Pourquoi appelle-t-on Paris la ville lumière ?
On appelle Paris “la ville lumière” parce que c’est à Paris qu’est né le premier éclairage public sous Louis XIV en 1665 avec la création du premier établissement de lanternes ! Avant la ville était un véritable coupe-gorge. Il y avait eu des tentatives pour la mettre en lumière, mais qui n’avaient été pas vraiment suivies d’effet parce qu’équiper une ville en lampadaires coûtait trop cher.
Ensuite, c’est également à Paris qu’ont eu lieu les premiers essais d’éclairage électrique dans l’espace public en 1844. Puis en 1881, c’est à Paris qu’a eu lieu la première exposition internationale d’électricité. Un événement soutenu par des ingénieurs et des financiers qui va connaître un immense succès.

- - - - - - -

- Consigne écrite A
Reproduisez le passage de l'extrait sur Paris ville lumière compris entre « Ensuite, c’est également » et « un immense succès. », bornes incluses.
L'extrait ci-dessus et le listing qui suit constituent deux sources distinctes.

- - - - - - -

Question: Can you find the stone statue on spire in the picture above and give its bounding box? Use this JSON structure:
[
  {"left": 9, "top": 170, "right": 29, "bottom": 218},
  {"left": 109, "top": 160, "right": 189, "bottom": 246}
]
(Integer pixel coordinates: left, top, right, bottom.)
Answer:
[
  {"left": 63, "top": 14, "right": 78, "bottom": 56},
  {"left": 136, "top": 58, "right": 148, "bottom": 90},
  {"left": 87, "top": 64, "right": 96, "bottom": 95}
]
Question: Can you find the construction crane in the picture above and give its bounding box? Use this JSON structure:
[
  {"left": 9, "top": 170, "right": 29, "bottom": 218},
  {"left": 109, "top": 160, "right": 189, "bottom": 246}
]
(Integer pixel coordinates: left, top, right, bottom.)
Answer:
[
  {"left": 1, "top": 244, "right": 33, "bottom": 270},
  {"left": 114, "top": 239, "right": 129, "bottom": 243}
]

- - - - - - -

- Consigne écrite B
Transcrivez à l'identique l'intégralité du listing ci-dessus.

- Réponse complète A
Ensuite, c’est également à Paris qu’ont eu lieu les premiers essais d’éclairage électrique dans l’espace public en 1844. Puis en 1881, c’est à Paris qu’a eu lieu la première exposition internationale d’électricité. Un événement soutenu par des ingénieurs et des financiers qui va connaître un immense succès.

- Réponse complète B
Question: Can you find the stone statue on spire in the picture above and give its bounding box? Use this JSON structure:
[
  {"left": 9, "top": 170, "right": 29, "bottom": 218},
  {"left": 109, "top": 160, "right": 189, "bottom": 246}
]
(Integer pixel coordinates: left, top, right, bottom.)
Answer:
[
  {"left": 63, "top": 14, "right": 78, "bottom": 56},
  {"left": 136, "top": 58, "right": 148, "bottom": 90},
  {"left": 87, "top": 64, "right": 96, "bottom": 95}
]
Question: Can you find the construction crane in the picture above and give its bounding box? Use this JSON structure:
[
  {"left": 9, "top": 170, "right": 29, "bottom": 218},
  {"left": 109, "top": 160, "right": 189, "bottom": 246}
]
(Integer pixel coordinates: left, top, right, bottom.)
Answer:
[
  {"left": 1, "top": 244, "right": 33, "bottom": 270},
  {"left": 114, "top": 239, "right": 129, "bottom": 243}
]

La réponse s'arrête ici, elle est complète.